>> START

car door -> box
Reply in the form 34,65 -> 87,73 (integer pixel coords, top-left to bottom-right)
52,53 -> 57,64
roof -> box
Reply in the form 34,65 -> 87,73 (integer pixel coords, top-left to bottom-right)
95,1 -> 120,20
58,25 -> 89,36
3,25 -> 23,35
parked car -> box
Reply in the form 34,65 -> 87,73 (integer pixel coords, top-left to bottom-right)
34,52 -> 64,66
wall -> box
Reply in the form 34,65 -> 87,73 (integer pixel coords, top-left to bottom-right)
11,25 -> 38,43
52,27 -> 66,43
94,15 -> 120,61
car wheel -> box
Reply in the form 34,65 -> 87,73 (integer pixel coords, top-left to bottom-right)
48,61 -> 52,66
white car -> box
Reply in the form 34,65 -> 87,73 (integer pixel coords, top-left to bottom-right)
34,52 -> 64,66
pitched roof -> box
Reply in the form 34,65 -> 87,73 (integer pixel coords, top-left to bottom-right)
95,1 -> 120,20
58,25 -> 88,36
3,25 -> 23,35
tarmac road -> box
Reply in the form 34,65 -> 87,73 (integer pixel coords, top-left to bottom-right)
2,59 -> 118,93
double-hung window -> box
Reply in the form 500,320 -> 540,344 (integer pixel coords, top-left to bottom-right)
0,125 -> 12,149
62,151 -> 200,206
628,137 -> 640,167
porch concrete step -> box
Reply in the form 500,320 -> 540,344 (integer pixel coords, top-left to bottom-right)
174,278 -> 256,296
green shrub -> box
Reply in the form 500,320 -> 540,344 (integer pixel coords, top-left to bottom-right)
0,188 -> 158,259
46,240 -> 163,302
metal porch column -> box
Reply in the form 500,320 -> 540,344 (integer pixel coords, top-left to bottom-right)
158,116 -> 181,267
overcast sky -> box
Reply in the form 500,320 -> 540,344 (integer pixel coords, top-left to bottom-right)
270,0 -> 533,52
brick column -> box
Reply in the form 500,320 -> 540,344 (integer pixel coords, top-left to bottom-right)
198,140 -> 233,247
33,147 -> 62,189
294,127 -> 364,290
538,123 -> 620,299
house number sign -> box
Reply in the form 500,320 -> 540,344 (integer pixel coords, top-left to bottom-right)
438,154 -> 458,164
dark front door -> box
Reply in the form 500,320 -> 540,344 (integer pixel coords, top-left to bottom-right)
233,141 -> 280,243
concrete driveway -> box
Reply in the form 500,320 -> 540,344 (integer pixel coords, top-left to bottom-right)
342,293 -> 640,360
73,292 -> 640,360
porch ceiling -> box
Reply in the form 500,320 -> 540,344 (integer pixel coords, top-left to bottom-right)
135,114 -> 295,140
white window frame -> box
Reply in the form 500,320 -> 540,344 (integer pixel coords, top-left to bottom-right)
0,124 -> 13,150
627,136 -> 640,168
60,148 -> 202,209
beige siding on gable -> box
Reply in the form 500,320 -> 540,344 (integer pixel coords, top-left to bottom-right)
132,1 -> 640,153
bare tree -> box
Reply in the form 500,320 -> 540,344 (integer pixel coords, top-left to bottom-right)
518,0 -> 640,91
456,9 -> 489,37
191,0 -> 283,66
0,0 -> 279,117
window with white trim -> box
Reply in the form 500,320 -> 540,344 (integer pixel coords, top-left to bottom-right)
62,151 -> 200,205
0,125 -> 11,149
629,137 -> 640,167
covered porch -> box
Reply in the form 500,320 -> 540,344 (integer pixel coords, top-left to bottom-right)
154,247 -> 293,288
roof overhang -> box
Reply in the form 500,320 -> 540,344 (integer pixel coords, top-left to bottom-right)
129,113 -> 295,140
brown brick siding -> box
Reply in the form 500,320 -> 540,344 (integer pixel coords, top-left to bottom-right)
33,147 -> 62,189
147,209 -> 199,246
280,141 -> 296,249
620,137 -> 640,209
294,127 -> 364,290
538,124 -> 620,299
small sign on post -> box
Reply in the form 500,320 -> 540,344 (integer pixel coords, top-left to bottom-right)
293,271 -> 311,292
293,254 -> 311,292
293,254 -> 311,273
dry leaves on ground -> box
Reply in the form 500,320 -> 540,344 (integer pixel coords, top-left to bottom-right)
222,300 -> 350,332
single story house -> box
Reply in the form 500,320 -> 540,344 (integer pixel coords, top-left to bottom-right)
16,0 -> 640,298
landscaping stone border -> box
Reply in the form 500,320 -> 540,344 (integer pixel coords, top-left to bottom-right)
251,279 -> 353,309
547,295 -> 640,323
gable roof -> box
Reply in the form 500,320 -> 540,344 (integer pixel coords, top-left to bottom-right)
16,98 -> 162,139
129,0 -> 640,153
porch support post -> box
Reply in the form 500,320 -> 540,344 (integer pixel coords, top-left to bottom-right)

>> END

STATED PROBLEM
Copy out all of the data above, unchanged.

RESPONSE FOR THIS EXERCISE
car door -> box
Reply in the form 34,65 -> 87,73 (integer pixel coords, top-left to bottom-right)
52,53 -> 57,64
roof -> box
Reply in the form 34,65 -> 87,73 (integer pixel coords, top-left to bottom-right)
95,1 -> 120,20
58,25 -> 89,36
3,25 -> 23,35
parked car -> box
Reply in the form 34,65 -> 87,73 (integer pixel coords, top-left to bottom-right)
34,52 -> 64,66
wall -> box
Reply in the form 34,65 -> 87,73 (integer pixel coords, top-left to bottom-right)
11,25 -> 38,43
52,27 -> 66,43
94,15 -> 120,61
car wheel -> box
Reply in the form 34,65 -> 87,73 (integer pixel coords, top-left to bottom-right)
48,61 -> 52,66
white car -> box
Reply in the form 34,65 -> 87,73 (integer pixel coords, top-left to bottom-right)
34,52 -> 64,66
pitched roof -> box
Reply in the form 34,65 -> 87,73 (integer pixel coords, top-left to bottom-right)
95,1 -> 120,20
58,25 -> 88,36
3,25 -> 23,35
tarmac road -> box
Reply in the form 34,65 -> 87,73 (integer pixel coords, top-left to bottom-right)
2,59 -> 118,93
double-hung window -> box
Reply in the form 500,320 -> 540,344 (integer pixel coords, top-left to bottom-right)
0,125 -> 12,149
62,151 -> 200,206
628,137 -> 640,167
porch concrete step -> box
Reply in the form 500,320 -> 540,344 (integer pixel coords, top-left to bottom-right)
174,278 -> 256,296
green shrub -> box
Reply in the form 500,320 -> 540,344 (integer pixel coords, top-left to bottom-right)
0,188 -> 158,259
46,240 -> 163,302
metal porch column -> box
Reply in the form 500,320 -> 540,344 (integer pixel coords, top-left to bottom-right)
158,116 -> 181,267
overcast sky -> box
Reply in the form 500,320 -> 540,344 (integer pixel coords, top-left to bottom-right)
270,0 -> 533,52
brick column -> box
Reply in the form 500,320 -> 540,344 (integer pixel coords, top-left to bottom-right)
198,140 -> 233,247
33,147 -> 62,189
294,127 -> 364,290
538,123 -> 620,299
house number sign -> box
Reply in the form 500,320 -> 540,344 (integer pixel coords, top-left to bottom-right)
438,154 -> 458,164
dark front door -> box
Reply in the form 500,320 -> 540,344 (integer pixel coords, top-left to bottom-right)
233,141 -> 280,243
concrete driveway -> box
Reply in the form 500,320 -> 540,344 (integer pixel coords, top-left to bottom-right)
342,293 -> 640,360
73,292 -> 640,360
porch ceiling -> box
Reply in the form 500,320 -> 540,344 (integer pixel coords, top-left to bottom-right)
135,114 -> 295,140
white window frame -> box
Reply in the form 500,320 -> 540,344 (integer pixel coords, top-left to bottom-right)
0,124 -> 13,150
627,136 -> 640,168
60,148 -> 202,209
beige siding on gable -> box
Reply in the form 500,320 -> 540,344 (integer pixel coords, top-left to bottom-right)
132,1 -> 640,153
bare tree -> box
Reply in the form 500,320 -> 540,344 (integer pixel coords, top-left to bottom-right)
518,0 -> 640,91
456,9 -> 489,37
191,0 -> 283,66
0,0 -> 279,117
window with white trim -> box
Reply in the form 500,320 -> 540,344 (integer pixel coords, top-left to bottom-right)
62,151 -> 200,205
0,125 -> 11,149
629,137 -> 640,167
covered porch -> box
Reply in the form 500,320 -> 540,344 (integer pixel coords, top-left to bottom-right)
154,247 -> 293,288
roof overhang -> box
Reply in the form 500,320 -> 540,344 (integer pixel coords, top-left to bottom-right)
129,113 -> 295,140
brown brick siding -> box
Reply in the form 500,320 -> 540,344 (integer pixel coords, top-left to bottom-right)
33,147 -> 62,189
147,209 -> 199,246
280,141 -> 296,249
620,137 -> 640,209
294,127 -> 364,290
538,124 -> 620,299
small sign on post -> box
Reply in the form 500,320 -> 540,344 (integer pixel coords, top-left to bottom-right)
293,271 -> 311,292
293,254 -> 311,292
293,254 -> 311,273
dry leaves on ground -> box
Reply in the form 500,320 -> 540,344 (integer pixel coords, top-left to bottom-right)
222,300 -> 350,332
single story house -> box
Reply in the form 500,320 -> 540,344 (integer pixel coords, top-left to bottom-right)
16,0 -> 640,298
landscaping stone border -> box
Reply in the form 500,320 -> 540,344 (integer pixel coords, top-left to bottom-right)
251,279 -> 353,309
547,295 -> 640,323
gable roof -> box
Reply in the form 500,320 -> 540,344 (integer pixel coords, top-left to bottom-right)
16,98 -> 162,139
129,0 -> 640,153
porch support post -> box
Reply in the form 500,320 -> 540,344 (integer pixel coords, top-left to bottom-right)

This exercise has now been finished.